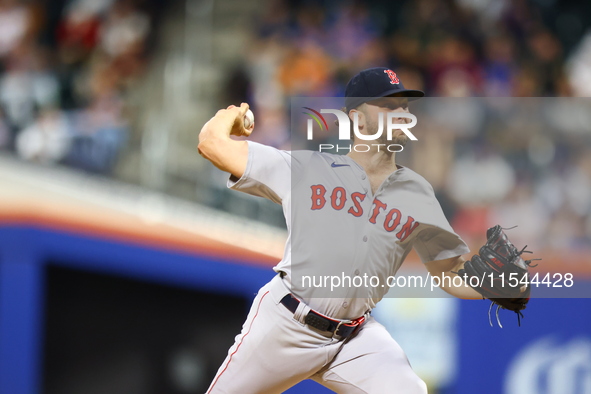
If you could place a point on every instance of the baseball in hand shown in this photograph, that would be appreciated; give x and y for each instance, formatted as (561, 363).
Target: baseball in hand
(248, 119)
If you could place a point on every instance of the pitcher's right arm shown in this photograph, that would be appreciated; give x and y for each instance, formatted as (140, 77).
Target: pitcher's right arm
(216, 145)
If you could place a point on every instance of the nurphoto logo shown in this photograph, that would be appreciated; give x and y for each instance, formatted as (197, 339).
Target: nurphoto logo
(344, 124)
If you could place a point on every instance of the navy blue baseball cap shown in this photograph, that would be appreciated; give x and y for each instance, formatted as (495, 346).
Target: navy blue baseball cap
(374, 83)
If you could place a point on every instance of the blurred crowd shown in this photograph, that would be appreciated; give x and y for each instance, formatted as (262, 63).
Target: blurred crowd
(448, 48)
(63, 80)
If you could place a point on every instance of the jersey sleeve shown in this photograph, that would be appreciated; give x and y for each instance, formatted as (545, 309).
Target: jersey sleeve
(267, 174)
(436, 239)
(436, 243)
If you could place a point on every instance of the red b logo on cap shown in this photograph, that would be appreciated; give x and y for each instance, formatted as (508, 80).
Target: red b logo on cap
(393, 78)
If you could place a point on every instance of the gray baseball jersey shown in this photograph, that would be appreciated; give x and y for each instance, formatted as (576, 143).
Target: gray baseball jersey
(337, 226)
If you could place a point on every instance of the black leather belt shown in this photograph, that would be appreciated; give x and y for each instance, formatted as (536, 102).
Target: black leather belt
(342, 328)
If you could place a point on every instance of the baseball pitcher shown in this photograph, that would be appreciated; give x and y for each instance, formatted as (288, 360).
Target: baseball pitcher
(357, 214)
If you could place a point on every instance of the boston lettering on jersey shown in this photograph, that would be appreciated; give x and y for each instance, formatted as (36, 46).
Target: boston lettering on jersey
(338, 199)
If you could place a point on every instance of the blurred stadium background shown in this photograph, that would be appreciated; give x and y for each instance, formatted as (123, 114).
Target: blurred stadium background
(127, 267)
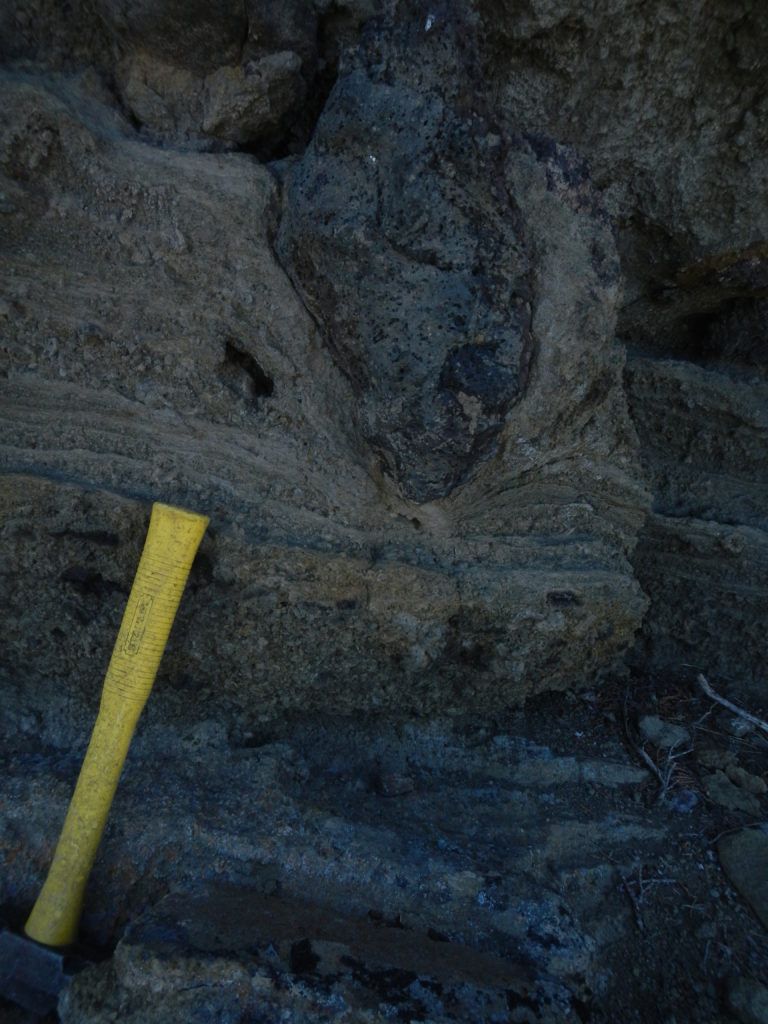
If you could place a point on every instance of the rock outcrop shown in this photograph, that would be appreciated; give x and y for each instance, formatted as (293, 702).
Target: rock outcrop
(420, 466)
(453, 317)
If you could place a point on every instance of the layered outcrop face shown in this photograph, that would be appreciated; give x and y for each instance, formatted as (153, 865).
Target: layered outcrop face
(452, 316)
(385, 367)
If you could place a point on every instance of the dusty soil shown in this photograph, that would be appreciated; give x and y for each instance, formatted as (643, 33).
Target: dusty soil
(541, 842)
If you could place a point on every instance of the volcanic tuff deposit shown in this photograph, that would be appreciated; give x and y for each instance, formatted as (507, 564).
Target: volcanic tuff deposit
(451, 315)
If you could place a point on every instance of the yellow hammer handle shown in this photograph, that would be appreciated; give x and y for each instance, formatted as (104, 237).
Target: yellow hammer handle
(172, 541)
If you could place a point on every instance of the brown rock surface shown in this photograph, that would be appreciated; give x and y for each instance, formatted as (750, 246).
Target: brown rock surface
(452, 316)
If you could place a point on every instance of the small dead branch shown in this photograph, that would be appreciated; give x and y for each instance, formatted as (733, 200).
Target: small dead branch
(667, 775)
(705, 686)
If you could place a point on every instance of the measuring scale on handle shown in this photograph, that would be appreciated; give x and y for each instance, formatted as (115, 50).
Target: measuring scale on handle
(172, 541)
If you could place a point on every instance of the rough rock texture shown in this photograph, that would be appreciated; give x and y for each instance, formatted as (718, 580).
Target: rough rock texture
(163, 350)
(453, 317)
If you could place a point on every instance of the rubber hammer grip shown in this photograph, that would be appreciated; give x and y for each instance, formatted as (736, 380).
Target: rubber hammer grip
(172, 541)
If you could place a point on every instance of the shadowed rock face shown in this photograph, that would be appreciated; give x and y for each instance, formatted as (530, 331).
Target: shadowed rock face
(391, 382)
(452, 317)
(404, 241)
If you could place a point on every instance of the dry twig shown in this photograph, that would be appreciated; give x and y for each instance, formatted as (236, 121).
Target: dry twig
(704, 684)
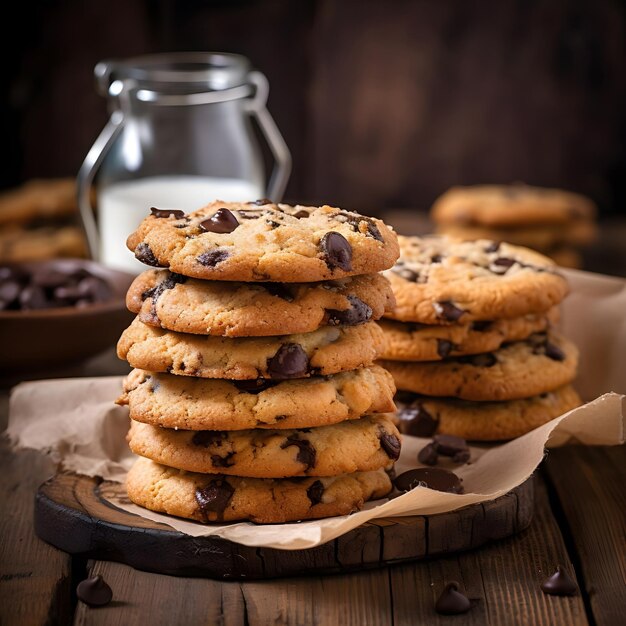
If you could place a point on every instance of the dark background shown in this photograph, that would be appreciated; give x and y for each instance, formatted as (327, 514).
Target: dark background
(384, 104)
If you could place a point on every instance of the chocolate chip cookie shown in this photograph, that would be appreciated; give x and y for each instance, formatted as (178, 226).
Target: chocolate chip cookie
(173, 301)
(264, 242)
(526, 368)
(510, 205)
(411, 341)
(329, 350)
(366, 444)
(439, 280)
(210, 404)
(421, 416)
(207, 498)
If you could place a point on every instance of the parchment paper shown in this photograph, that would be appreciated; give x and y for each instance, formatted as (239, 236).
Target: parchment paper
(76, 422)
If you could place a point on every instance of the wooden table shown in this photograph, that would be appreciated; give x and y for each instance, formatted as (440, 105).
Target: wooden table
(580, 523)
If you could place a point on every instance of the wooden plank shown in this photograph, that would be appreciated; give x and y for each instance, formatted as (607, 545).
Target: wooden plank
(141, 598)
(35, 578)
(589, 483)
(502, 579)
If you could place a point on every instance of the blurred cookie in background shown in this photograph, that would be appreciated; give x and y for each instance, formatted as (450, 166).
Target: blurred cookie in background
(40, 220)
(555, 222)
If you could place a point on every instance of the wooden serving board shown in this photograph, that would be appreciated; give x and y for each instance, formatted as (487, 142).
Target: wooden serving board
(72, 514)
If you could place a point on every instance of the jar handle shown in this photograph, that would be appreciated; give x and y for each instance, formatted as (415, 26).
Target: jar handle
(280, 151)
(87, 173)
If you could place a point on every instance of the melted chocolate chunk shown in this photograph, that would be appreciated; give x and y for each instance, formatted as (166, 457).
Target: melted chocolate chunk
(144, 254)
(433, 478)
(280, 290)
(222, 461)
(554, 352)
(560, 584)
(167, 212)
(306, 451)
(94, 591)
(254, 386)
(250, 215)
(428, 455)
(221, 222)
(337, 251)
(214, 498)
(390, 444)
(452, 601)
(315, 492)
(448, 311)
(417, 421)
(444, 347)
(212, 258)
(486, 359)
(358, 313)
(290, 361)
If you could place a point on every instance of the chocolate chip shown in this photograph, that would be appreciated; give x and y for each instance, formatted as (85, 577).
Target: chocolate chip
(358, 313)
(390, 444)
(178, 214)
(290, 361)
(250, 215)
(449, 445)
(214, 497)
(428, 455)
(433, 478)
(212, 258)
(486, 359)
(222, 222)
(144, 254)
(444, 347)
(337, 251)
(254, 386)
(94, 591)
(417, 421)
(306, 451)
(447, 311)
(33, 298)
(451, 601)
(494, 246)
(559, 584)
(501, 265)
(554, 352)
(315, 492)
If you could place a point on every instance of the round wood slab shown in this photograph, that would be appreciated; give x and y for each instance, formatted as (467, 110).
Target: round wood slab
(72, 514)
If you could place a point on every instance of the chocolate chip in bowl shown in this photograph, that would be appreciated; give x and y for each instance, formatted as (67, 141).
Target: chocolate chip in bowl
(59, 312)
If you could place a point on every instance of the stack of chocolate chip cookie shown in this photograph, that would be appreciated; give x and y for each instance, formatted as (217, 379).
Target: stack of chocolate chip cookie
(471, 343)
(557, 223)
(255, 394)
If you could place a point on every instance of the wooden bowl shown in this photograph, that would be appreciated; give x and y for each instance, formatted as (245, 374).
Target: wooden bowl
(35, 340)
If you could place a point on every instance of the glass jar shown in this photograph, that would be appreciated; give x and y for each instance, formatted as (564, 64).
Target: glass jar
(180, 135)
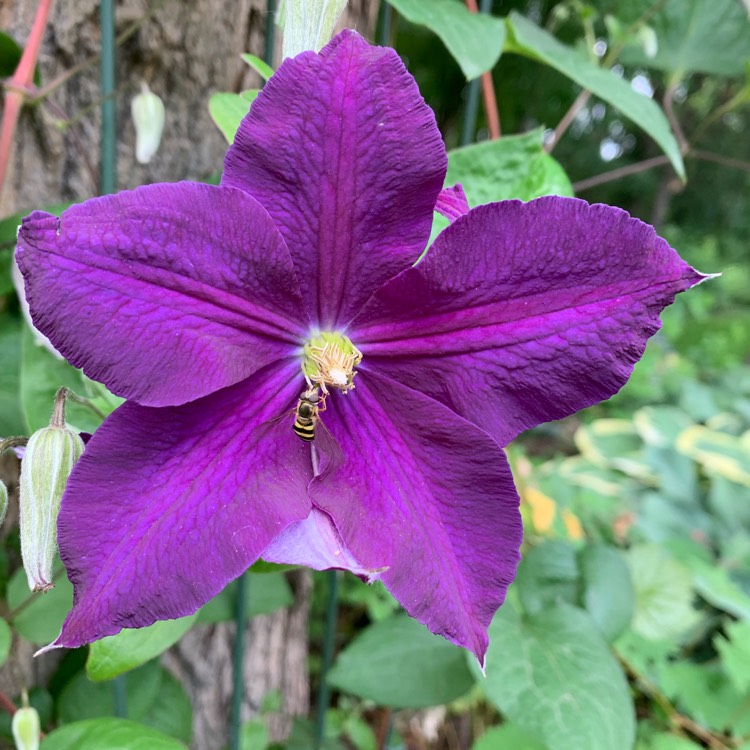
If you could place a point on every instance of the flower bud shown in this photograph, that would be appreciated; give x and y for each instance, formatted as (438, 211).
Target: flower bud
(50, 456)
(26, 728)
(3, 502)
(148, 114)
(308, 24)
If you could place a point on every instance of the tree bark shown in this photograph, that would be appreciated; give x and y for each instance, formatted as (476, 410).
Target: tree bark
(185, 50)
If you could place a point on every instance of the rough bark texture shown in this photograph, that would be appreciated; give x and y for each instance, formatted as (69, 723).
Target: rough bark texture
(185, 50)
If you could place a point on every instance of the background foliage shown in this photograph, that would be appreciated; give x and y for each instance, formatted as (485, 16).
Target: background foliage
(629, 623)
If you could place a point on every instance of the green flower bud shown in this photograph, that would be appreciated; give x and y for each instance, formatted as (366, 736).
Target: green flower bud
(148, 117)
(26, 728)
(3, 502)
(308, 24)
(50, 456)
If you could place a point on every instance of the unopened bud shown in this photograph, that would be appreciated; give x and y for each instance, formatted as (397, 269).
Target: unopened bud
(308, 24)
(50, 456)
(148, 117)
(3, 502)
(26, 728)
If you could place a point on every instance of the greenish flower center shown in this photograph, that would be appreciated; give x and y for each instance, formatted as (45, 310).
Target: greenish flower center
(329, 362)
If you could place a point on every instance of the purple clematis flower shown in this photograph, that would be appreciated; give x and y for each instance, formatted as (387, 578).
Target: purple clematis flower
(206, 307)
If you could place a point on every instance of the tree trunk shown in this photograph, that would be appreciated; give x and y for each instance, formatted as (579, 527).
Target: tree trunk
(185, 50)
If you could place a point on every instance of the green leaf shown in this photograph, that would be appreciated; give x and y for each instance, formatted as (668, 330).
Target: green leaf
(112, 734)
(10, 56)
(528, 39)
(718, 452)
(6, 636)
(553, 675)
(548, 575)
(514, 166)
(474, 39)
(41, 375)
(716, 586)
(130, 648)
(398, 663)
(262, 68)
(153, 696)
(41, 618)
(266, 592)
(254, 735)
(697, 36)
(507, 737)
(11, 416)
(735, 654)
(227, 110)
(663, 593)
(608, 593)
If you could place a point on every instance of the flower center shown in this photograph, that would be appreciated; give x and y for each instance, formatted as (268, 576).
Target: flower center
(330, 359)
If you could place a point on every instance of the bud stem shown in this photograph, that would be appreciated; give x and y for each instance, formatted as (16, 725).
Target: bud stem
(13, 442)
(61, 397)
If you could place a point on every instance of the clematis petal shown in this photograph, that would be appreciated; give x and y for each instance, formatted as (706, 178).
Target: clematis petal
(452, 202)
(315, 543)
(342, 151)
(168, 505)
(166, 293)
(524, 312)
(428, 496)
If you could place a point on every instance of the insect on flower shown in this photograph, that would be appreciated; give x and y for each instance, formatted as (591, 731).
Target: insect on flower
(299, 273)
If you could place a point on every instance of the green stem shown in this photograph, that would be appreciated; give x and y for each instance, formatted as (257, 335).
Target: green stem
(109, 114)
(119, 688)
(270, 32)
(238, 662)
(385, 22)
(324, 692)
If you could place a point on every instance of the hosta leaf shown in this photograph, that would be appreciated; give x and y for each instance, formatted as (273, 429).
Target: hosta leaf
(553, 675)
(397, 662)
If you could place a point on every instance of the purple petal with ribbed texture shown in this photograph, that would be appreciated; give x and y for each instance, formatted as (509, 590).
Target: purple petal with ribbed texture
(168, 505)
(428, 496)
(345, 155)
(315, 543)
(452, 202)
(524, 312)
(166, 293)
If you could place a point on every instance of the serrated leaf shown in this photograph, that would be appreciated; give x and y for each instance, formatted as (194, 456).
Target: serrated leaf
(663, 593)
(41, 618)
(553, 675)
(131, 647)
(512, 167)
(608, 592)
(262, 68)
(530, 40)
(109, 733)
(227, 110)
(696, 36)
(474, 39)
(398, 663)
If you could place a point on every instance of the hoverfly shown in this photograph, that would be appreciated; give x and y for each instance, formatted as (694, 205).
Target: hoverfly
(309, 427)
(306, 415)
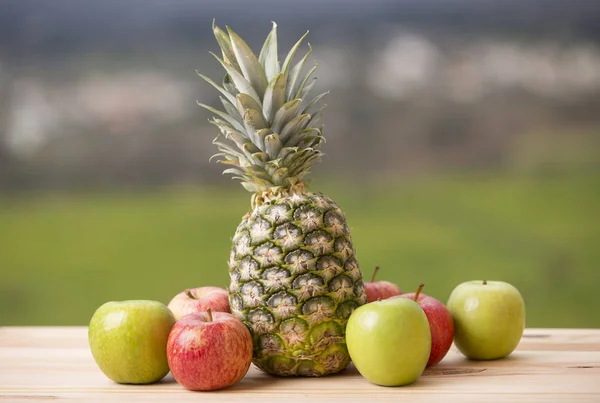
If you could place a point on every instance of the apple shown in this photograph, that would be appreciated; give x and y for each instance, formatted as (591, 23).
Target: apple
(389, 341)
(377, 290)
(440, 324)
(209, 351)
(199, 299)
(489, 318)
(128, 340)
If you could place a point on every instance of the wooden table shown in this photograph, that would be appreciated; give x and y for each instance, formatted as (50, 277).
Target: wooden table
(550, 365)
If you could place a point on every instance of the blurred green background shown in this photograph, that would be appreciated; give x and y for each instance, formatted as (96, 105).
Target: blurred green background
(459, 148)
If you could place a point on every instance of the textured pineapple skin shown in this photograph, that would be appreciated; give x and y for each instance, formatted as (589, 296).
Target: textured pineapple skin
(295, 281)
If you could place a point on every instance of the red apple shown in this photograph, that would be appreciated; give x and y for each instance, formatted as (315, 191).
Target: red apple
(209, 351)
(199, 300)
(440, 324)
(380, 289)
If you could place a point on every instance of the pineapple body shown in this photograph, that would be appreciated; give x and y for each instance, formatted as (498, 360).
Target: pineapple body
(294, 275)
(295, 281)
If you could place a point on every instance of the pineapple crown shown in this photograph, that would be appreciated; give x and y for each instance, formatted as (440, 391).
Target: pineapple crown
(268, 134)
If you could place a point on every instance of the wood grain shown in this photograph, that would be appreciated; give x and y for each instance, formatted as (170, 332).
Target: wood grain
(550, 365)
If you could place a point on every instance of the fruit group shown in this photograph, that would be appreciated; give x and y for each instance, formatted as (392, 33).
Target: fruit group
(199, 299)
(380, 289)
(489, 318)
(209, 351)
(294, 275)
(440, 324)
(128, 340)
(389, 341)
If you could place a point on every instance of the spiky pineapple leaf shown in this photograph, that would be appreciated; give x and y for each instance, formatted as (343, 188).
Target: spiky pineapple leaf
(295, 125)
(288, 60)
(314, 102)
(238, 79)
(229, 119)
(245, 102)
(273, 145)
(301, 89)
(274, 97)
(225, 45)
(249, 65)
(231, 109)
(268, 55)
(230, 86)
(222, 90)
(292, 83)
(285, 114)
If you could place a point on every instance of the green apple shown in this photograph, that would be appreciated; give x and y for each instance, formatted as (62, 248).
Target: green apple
(389, 341)
(128, 340)
(489, 318)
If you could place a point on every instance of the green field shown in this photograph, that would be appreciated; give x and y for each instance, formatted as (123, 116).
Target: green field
(62, 255)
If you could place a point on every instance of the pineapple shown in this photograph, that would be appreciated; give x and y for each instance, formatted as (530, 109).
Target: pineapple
(294, 275)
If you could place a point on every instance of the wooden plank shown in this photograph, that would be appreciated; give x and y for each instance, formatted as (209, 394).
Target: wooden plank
(550, 365)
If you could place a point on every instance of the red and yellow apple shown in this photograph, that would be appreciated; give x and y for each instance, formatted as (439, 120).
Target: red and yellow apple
(440, 324)
(199, 299)
(209, 351)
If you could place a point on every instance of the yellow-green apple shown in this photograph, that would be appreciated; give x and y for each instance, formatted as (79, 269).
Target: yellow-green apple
(440, 324)
(128, 340)
(377, 290)
(489, 318)
(199, 299)
(389, 341)
(209, 351)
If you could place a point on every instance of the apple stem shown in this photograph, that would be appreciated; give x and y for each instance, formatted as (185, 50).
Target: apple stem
(374, 273)
(419, 289)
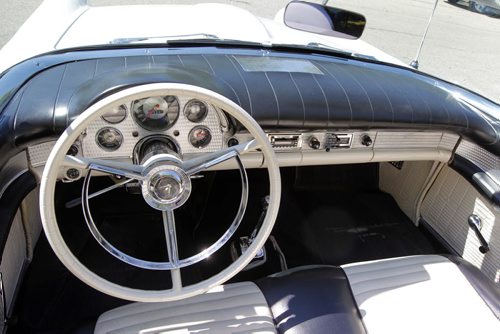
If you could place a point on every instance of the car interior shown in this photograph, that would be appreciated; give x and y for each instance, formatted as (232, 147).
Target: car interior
(229, 189)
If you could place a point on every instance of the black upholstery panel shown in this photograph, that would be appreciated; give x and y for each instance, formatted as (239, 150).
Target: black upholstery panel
(488, 290)
(312, 300)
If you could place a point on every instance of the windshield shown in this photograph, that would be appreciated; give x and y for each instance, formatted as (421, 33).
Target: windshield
(461, 45)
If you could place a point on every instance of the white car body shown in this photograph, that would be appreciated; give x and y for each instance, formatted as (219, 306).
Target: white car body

• Task prompt
Rewrite the rows above starting at the line that contains "as (239, 150)." and ending at the last line of the rows, changing "windshield" to "windscreen" and keeping everything else the same.

• Written reply
If you could place a point on every instance of the black upholstery panel shown in this photograph, that would be appreciated; give x and y for each instance, formatted as (239, 150).
Target: black upholstery panel
(488, 290)
(312, 300)
If you could place a point on every instance of the windscreen shown in this photograph, that would be appreciated; give x and y for each instance, formatted as (421, 33).
Target: windscreen
(461, 45)
If you could place a point on every instance of the white car body shown in this photograph, that would be appreciated; give x and y for each instance, formatted as (219, 306).
Target: white car body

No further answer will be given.